* start *
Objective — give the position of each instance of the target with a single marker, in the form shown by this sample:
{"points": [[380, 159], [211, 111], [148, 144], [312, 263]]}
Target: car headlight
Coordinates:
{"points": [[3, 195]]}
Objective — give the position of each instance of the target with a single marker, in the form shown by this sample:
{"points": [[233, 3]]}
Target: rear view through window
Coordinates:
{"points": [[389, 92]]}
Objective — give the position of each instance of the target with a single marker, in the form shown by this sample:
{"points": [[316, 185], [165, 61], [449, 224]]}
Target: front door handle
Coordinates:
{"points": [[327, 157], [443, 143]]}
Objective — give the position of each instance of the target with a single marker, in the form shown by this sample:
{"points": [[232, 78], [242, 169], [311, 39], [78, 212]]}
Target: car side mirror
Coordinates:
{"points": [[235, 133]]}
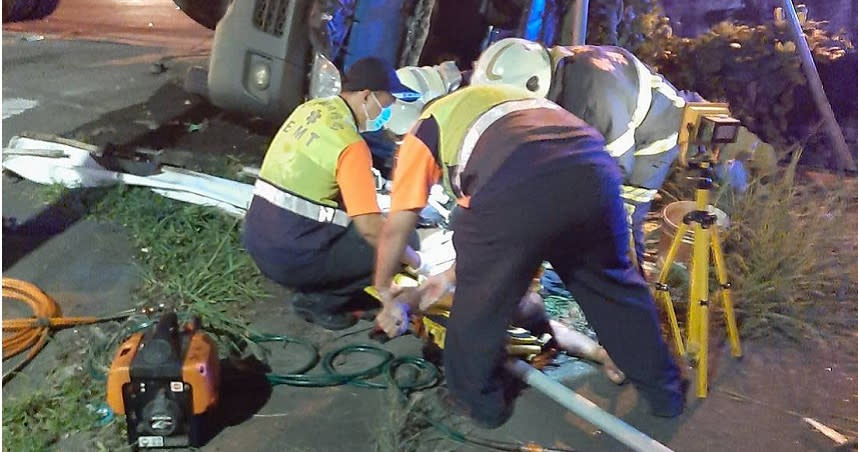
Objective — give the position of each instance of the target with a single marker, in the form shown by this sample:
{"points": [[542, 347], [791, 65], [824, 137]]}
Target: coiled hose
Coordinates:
{"points": [[32, 333]]}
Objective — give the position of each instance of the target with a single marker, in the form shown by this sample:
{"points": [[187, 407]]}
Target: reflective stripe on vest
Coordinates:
{"points": [[302, 158], [647, 82], [637, 194], [456, 113], [472, 136], [659, 146], [300, 206], [626, 141]]}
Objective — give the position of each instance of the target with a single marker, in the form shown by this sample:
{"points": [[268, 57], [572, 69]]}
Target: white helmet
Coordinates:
{"points": [[515, 61], [430, 82]]}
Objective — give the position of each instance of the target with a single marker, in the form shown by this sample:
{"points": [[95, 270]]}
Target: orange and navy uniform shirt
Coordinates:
{"points": [[516, 147], [283, 236]]}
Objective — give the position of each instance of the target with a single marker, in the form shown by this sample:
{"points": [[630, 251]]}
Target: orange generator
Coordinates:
{"points": [[165, 379]]}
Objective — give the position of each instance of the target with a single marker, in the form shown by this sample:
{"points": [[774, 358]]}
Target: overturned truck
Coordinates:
{"points": [[268, 56]]}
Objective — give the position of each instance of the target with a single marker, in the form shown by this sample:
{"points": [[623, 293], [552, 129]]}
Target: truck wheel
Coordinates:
{"points": [[17, 10], [43, 8], [204, 12], [20, 10]]}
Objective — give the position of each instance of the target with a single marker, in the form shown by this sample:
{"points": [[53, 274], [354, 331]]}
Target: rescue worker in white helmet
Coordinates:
{"points": [[508, 159], [636, 110]]}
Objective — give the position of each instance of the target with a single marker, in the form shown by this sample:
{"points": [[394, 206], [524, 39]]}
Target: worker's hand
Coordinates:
{"points": [[435, 288], [425, 267], [393, 319]]}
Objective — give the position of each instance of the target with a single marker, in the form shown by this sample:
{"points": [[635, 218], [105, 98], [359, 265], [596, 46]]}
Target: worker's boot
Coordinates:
{"points": [[323, 309]]}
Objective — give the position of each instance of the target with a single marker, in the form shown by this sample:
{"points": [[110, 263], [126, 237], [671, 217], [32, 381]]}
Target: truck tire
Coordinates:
{"points": [[21, 10], [43, 8], [204, 12]]}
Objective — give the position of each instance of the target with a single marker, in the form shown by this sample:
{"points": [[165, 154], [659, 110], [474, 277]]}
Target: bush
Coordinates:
{"points": [[791, 259]]}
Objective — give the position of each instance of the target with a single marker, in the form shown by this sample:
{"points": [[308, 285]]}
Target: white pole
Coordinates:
{"points": [[585, 409], [815, 84], [579, 32]]}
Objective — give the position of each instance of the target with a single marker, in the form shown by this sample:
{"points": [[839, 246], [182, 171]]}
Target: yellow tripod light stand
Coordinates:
{"points": [[705, 127]]}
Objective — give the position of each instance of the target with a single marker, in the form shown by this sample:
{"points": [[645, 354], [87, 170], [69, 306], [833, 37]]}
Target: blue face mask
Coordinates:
{"points": [[375, 124]]}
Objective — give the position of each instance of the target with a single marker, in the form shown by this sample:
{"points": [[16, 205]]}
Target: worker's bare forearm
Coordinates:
{"points": [[369, 226], [391, 246]]}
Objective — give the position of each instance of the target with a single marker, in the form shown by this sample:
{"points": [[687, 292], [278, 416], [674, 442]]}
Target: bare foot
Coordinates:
{"points": [[609, 368], [578, 344]]}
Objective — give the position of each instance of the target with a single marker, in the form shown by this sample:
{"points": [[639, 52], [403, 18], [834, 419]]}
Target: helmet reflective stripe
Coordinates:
{"points": [[515, 61], [425, 80], [637, 194]]}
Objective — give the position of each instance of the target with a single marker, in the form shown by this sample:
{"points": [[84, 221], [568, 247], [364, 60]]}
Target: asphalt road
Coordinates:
{"points": [[94, 89]]}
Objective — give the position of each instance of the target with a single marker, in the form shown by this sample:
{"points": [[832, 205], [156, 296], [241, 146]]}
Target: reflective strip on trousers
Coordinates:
{"points": [[637, 194], [485, 121], [300, 206]]}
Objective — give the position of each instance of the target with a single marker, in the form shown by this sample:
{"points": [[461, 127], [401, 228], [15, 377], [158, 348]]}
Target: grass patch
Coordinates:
{"points": [[190, 259], [405, 425], [60, 409]]}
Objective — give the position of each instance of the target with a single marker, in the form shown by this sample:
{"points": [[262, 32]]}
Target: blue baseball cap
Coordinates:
{"points": [[375, 74]]}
* end *
## [AIM]
How many lines in the records above contain the word "truck", with case counting? Give only the number.

## [OUTPUT OF THE EXERCISE]
3